Work instructions
A – In the FreeBSD mailing-list excerpt, how long did Firefox take to start up while the distributed.net client was running?
B – Name every person who appears in the FreeBSD mailing-list excerpt.
C – Carry on the FreeBSD mailing-list excerpt from the point where it ends.

-- START Extract to read --

2011-03-23 Thread Jeremy Chadwick
On Wed, Mar 23, 2011 at 06:24:05PM -0400, George Mitchell wrote:
> On 03/23/11 17:57, Matthias Gamsjager wrote:
> >Have you tried 8 stable?
> 
> The box I tried SCHED_4BSD on was running 8.2_PRERELEASE, which still
> had the problem described.  Has the scheduler changed significantly
> between 8.2_PRERELEASE and stable?  -- George Mitchell
>
> >On 23 Mar 2011 22:12, "George Mitchell"  wrote:
> >>Original message, from ten months ago:
> >>
> >>http://lists.freebsd.org/pipermail/freebsd-hackers/2010-May/031915.html
> >>
> >>Briefly, running the distributed.net client on my FreeBSD 8.0 box
> >>made Firefox take forever to start up (90 seconds vs. 2 seconds).
> >>The distributed.net client is essentially 100% CPU bound, with
> >>occasional file I/O and even more occasional socket I/O, running
> >>at nice 20. The problem has persisted since then.
> >>
> >>So I finally compiled up a kernel using SCHED_4BSD instead of
> >>SCHED_ULE. Problem fixed.

-- END Extract to read --
-- START Recorded data --

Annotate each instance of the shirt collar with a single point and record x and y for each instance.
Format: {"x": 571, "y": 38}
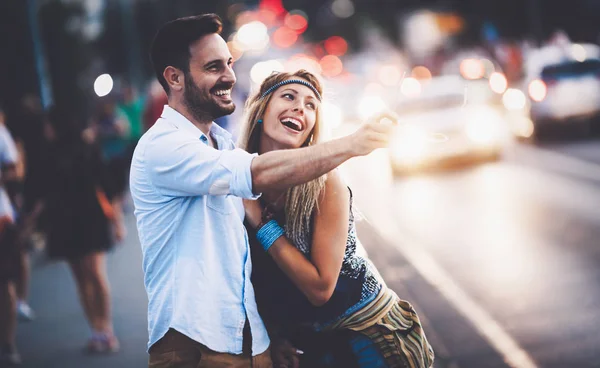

-- END Recorded data --

Answers provided
A – About 90 seconds, compared with 2 seconds otherwise.

B – Jeremy Chadwick, George Mitchell, Matthias Gamsjager

C –
> >>
> >>It still doesn't give me a warm, fuzzy feeling about FreeBSD 8.0,
> >>since I still have the awful NFS client performance problem (though
> >>not as bad as before the Rick Macklem patch). -- George Mitchell

No, it hasn't.

You didn't provide any hardware details of your system in the link you
referenced (post to -hackers).  It matters.  dmesg output (regardless of
what scheduler you're using in the kernel) would be useful.  Output from
the command "sysctl kern.sched.topology_spec" might also help.  So would
your kernel configuration file.  :-)

Focusing solely on the first/main paragraph of your linked post (CPU
usage and system responsiveness, not memory usage):

There have been discussions in the past of SCHED_ULE not performing well
on single-core systems, and lots of discussions of "unfriendly
behaviour" caused on multi-core systems (where X is running and audio
skips when doing things like moving a window, etc.).

I believe one of the workarounds people recommended was to adjust the
below sysctl, increasing it from 64 (default) to 224:

kern.sched.preempt_thresh=224

I would recommend trying this if possible.  It would at least rule out
one thing for troubleshooting.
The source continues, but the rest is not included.